* [EXERCISE DESCRIPTION] Write out the listing below in full and exactly, leaving out every picture.

### RECORDS ###

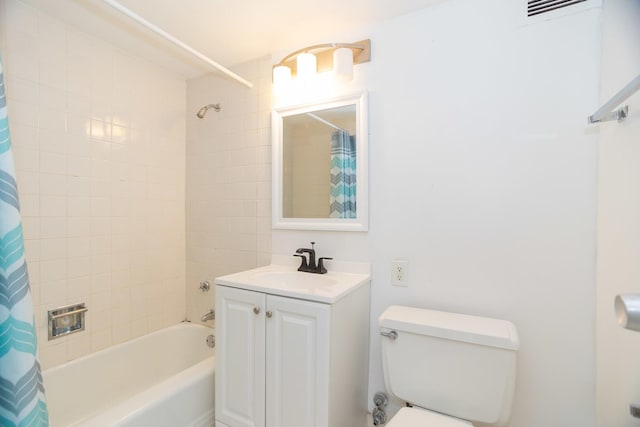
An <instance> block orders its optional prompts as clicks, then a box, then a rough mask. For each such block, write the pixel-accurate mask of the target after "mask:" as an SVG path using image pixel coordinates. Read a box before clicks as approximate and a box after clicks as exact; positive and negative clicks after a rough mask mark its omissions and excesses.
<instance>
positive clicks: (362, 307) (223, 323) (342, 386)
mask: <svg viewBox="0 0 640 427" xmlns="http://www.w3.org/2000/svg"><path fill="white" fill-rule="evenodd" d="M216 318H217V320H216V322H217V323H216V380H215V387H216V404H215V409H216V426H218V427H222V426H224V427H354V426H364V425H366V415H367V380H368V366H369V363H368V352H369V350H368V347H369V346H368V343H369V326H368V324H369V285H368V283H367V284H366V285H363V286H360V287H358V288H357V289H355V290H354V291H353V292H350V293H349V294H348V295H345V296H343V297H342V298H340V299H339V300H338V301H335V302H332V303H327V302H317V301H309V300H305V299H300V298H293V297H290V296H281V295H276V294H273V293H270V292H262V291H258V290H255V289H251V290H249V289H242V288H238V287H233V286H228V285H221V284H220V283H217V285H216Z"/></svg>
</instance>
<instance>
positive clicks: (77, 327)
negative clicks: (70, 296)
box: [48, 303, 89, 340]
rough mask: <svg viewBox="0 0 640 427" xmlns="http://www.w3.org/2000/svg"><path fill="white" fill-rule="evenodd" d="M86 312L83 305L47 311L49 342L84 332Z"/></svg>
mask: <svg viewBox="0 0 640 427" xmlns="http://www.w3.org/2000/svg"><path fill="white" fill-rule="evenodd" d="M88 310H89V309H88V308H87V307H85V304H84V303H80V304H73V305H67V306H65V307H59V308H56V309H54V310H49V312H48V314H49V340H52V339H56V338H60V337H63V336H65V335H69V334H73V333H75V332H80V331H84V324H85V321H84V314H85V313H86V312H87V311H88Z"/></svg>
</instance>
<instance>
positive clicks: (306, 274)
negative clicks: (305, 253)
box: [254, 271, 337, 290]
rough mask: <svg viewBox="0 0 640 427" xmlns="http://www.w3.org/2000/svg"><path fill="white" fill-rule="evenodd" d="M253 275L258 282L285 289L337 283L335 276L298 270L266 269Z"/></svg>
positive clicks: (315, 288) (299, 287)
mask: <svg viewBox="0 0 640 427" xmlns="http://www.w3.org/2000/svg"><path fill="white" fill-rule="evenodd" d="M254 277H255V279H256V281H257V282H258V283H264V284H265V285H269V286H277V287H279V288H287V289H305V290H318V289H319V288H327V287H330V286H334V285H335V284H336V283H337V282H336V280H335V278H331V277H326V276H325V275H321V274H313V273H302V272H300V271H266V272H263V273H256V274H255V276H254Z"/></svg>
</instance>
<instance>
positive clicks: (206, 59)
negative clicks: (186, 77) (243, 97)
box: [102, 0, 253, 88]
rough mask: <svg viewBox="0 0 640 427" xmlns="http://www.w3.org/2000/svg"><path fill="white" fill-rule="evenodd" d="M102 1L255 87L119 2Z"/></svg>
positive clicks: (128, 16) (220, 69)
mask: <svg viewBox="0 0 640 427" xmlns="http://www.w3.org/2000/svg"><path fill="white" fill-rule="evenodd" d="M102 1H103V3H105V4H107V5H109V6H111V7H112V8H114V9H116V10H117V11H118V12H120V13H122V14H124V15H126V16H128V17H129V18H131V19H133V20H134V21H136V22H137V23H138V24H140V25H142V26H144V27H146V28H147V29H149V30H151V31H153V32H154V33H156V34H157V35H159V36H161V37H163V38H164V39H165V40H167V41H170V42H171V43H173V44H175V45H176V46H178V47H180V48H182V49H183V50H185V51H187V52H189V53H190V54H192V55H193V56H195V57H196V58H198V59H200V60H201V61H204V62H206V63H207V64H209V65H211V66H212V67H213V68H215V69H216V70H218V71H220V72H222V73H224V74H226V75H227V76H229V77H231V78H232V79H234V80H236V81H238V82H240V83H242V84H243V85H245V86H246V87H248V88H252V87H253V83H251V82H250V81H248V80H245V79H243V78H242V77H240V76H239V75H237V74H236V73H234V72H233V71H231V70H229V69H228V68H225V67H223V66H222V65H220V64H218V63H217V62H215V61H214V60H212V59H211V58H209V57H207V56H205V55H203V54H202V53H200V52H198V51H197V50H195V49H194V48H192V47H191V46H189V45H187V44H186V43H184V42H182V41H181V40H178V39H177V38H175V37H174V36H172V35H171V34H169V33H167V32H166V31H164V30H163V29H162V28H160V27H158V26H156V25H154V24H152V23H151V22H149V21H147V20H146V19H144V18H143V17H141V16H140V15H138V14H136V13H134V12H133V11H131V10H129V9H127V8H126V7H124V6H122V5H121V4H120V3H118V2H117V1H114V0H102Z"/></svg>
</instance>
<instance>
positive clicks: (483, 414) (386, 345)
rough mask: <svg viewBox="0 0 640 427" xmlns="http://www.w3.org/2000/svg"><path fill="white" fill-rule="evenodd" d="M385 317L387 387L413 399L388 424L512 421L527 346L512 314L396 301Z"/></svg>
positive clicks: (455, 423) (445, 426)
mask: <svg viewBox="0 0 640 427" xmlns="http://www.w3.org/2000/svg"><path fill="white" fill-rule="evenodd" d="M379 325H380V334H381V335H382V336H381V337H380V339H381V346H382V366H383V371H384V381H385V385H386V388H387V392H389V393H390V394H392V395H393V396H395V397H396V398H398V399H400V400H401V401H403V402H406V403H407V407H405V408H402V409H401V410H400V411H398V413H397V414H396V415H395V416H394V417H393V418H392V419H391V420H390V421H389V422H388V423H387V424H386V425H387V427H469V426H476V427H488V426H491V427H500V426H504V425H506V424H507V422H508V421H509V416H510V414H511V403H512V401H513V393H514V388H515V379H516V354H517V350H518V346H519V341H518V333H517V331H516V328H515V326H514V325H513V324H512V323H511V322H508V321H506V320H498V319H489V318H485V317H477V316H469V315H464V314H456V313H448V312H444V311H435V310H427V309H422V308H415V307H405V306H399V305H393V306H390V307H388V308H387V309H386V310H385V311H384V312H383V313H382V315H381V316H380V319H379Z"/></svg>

###

* [RESPONSE FOR THIS EXERCISE]
An <instance> block orders its optional prompts as clicks, then a box, then a rough mask. For each such block, write the pixel-accurate mask of the target after "mask:" as an SVG path using image pixel coordinates. Read a box before clicks as approximate and a box after clicks as exact; positive and negative clicks after a rough mask mark its omissions and excesses.
<instance>
positive clicks: (362, 307) (223, 323) (342, 386)
mask: <svg viewBox="0 0 640 427" xmlns="http://www.w3.org/2000/svg"><path fill="white" fill-rule="evenodd" d="M216 318H217V320H216V322H217V323H216V380H215V387H216V404H215V409H216V426H218V427H222V426H224V427H354V426H364V425H366V415H367V380H368V366H369V363H368V352H369V350H368V347H369V346H368V343H369V326H368V324H369V285H368V283H367V284H366V285H363V286H360V287H358V288H357V289H355V290H354V291H353V292H350V293H349V294H348V295H345V296H343V297H342V298H340V299H339V300H338V301H335V302H332V303H327V302H317V301H309V300H305V299H300V298H293V297H290V296H281V295H276V294H273V293H270V292H262V291H258V290H255V289H251V290H249V289H242V288H238V287H233V286H228V285H221V284H220V283H217V285H216Z"/></svg>
</instance>
<instance>
positive clicks: (77, 327)
negative clicks: (70, 296)
box: [48, 303, 89, 340]
rough mask: <svg viewBox="0 0 640 427" xmlns="http://www.w3.org/2000/svg"><path fill="white" fill-rule="evenodd" d="M86 312L83 305L47 311L49 342L84 332Z"/></svg>
mask: <svg viewBox="0 0 640 427" xmlns="http://www.w3.org/2000/svg"><path fill="white" fill-rule="evenodd" d="M88 310H89V309H88V308H87V307H85V304H84V303H80V304H73V305H67V306H65V307H59V308H56V309H54V310H49V312H48V314H49V340H52V339H56V338H60V337H63V336H65V335H69V334H73V333H75V332H80V331H84V324H85V321H84V314H85V313H86V312H87V311H88Z"/></svg>
</instance>
<instance>
positive clicks: (306, 274)
negative clicks: (305, 253)
box: [254, 271, 337, 290]
rough mask: <svg viewBox="0 0 640 427" xmlns="http://www.w3.org/2000/svg"><path fill="white" fill-rule="evenodd" d="M253 275L258 282L285 289L337 283L335 276L298 270L266 269Z"/></svg>
positive clicks: (315, 288) (299, 287)
mask: <svg viewBox="0 0 640 427" xmlns="http://www.w3.org/2000/svg"><path fill="white" fill-rule="evenodd" d="M254 277H255V279H256V281H257V282H258V283H264V284H265V285H269V286H277V287H279V288H287V289H305V290H318V289H319V288H327V287H330V286H334V285H335V284H336V283H337V282H336V280H335V278H331V277H326V276H325V275H321V274H313V273H302V272H300V271H266V272H263V273H256V274H255V276H254Z"/></svg>
</instance>
<instance>
positive clicks: (206, 59)
negative clicks: (186, 77) (243, 97)
box: [102, 0, 253, 88]
rough mask: <svg viewBox="0 0 640 427" xmlns="http://www.w3.org/2000/svg"><path fill="white" fill-rule="evenodd" d="M102 1L255 87L119 2Z"/></svg>
positive clicks: (128, 16) (220, 69)
mask: <svg viewBox="0 0 640 427" xmlns="http://www.w3.org/2000/svg"><path fill="white" fill-rule="evenodd" d="M102 1H103V3H105V4H107V5H109V6H111V7H112V8H114V9H116V10H117V11H118V12H120V13H122V14H124V15H126V16H128V17H129V18H131V19H133V20H134V21H136V22H137V23H138V24H140V25H142V26H144V27H146V28H147V29H149V30H151V31H153V32H154V33H156V34H157V35H159V36H161V37H163V38H164V39H165V40H167V41H170V42H171V43H173V44H175V45H176V46H178V47H180V48H182V49H183V50H185V51H187V52H189V53H190V54H192V55H193V56H195V57H196V58H198V59H200V60H201V61H204V62H206V63H207V64H209V65H211V66H212V67H213V68H215V69H216V70H218V71H220V72H222V73H224V74H226V75H227V76H229V77H231V78H232V79H234V80H236V81H238V82H240V83H242V84H243V85H245V86H246V87H248V88H252V87H253V83H251V82H250V81H248V80H245V79H243V78H242V77H240V76H239V75H237V74H236V73H234V72H233V71H231V70H229V69H228V68H225V67H223V66H222V65H220V64H218V63H217V62H215V61H214V60H212V59H211V58H209V57H207V56H205V55H203V54H202V53H200V52H198V51H197V50H195V49H194V48H192V47H191V46H189V45H187V44H186V43H184V42H182V41H181V40H178V39H177V38H175V37H174V36H172V35H171V34H169V33H167V32H166V31H164V30H163V29H162V28H160V27H158V26H156V25H154V24H152V23H151V22H149V21H147V20H146V19H144V18H143V17H141V16H140V15H138V14H136V13H134V12H133V11H131V10H129V9H127V8H126V7H124V6H122V5H121V4H120V3H118V2H117V1H114V0H102Z"/></svg>
</instance>
<instance>
positive clicks: (483, 414) (386, 345)
rough mask: <svg viewBox="0 0 640 427" xmlns="http://www.w3.org/2000/svg"><path fill="white" fill-rule="evenodd" d="M385 317L387 387L413 399L388 424L512 421L527 346L512 314L396 301Z"/></svg>
positive clicks: (455, 423) (445, 426)
mask: <svg viewBox="0 0 640 427" xmlns="http://www.w3.org/2000/svg"><path fill="white" fill-rule="evenodd" d="M379 325H380V334H381V335H382V336H381V337H380V339H381V346H382V366H383V371H384V381H385V385H386V388H387V392H389V393H390V394H392V395H393V396H395V397H396V398H398V399H400V400H401V401H403V402H406V403H407V407H405V408H402V409H401V410H400V411H398V413H397V414H396V415H395V416H394V417H393V418H392V419H391V420H390V421H389V422H388V423H387V424H386V425H387V427H469V426H476V427H488V426H491V427H500V426H504V425H506V424H507V422H508V421H509V416H510V414H511V403H512V401H513V393H514V388H515V379H516V354H517V350H518V346H519V341H518V333H517V331H516V328H515V326H514V325H513V324H512V323H511V322H508V321H506V320H498V319H489V318H485V317H477V316H469V315H464V314H456V313H448V312H444V311H435V310H427V309H422V308H415V307H405V306H399V305H393V306H390V307H388V308H387V309H386V310H385V311H384V312H383V313H382V315H381V316H380V319H379Z"/></svg>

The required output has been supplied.